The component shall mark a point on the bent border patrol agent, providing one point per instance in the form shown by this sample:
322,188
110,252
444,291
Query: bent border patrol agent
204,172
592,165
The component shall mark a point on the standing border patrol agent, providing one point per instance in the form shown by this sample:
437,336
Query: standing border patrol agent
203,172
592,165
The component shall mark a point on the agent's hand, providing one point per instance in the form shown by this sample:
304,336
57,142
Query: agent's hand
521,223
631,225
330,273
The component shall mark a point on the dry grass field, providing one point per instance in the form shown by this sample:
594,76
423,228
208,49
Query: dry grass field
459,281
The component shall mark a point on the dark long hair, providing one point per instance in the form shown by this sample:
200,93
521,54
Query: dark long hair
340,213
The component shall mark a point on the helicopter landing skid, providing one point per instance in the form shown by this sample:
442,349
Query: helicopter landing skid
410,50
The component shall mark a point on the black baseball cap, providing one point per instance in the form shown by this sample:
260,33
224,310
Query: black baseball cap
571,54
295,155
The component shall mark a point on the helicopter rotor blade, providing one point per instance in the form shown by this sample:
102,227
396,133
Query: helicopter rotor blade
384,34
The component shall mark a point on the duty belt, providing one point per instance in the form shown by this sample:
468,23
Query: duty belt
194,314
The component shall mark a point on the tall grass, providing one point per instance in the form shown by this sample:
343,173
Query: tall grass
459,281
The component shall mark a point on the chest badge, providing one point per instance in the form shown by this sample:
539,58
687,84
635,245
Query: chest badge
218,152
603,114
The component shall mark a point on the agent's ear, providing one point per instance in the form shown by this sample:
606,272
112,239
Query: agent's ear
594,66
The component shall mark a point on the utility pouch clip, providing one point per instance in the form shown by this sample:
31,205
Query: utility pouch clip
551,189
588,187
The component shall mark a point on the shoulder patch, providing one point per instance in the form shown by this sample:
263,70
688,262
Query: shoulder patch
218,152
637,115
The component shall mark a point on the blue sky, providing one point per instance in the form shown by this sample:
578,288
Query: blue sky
********************
EXERCICE ÉCRIT: Recopiez à l'identique les lignes de la liste ci-dessus. Commencez à la ligne qui contient « The component shall mark a point on the blue » et poursuivez jusqu'à la fin de la liste, ces deux bornes comprises.

CORRIGÉ CI-DESSOUS:
The component shall mark a point on the blue sky, providing one point per instance in the form shown by this sample:
578,288
Query: blue sky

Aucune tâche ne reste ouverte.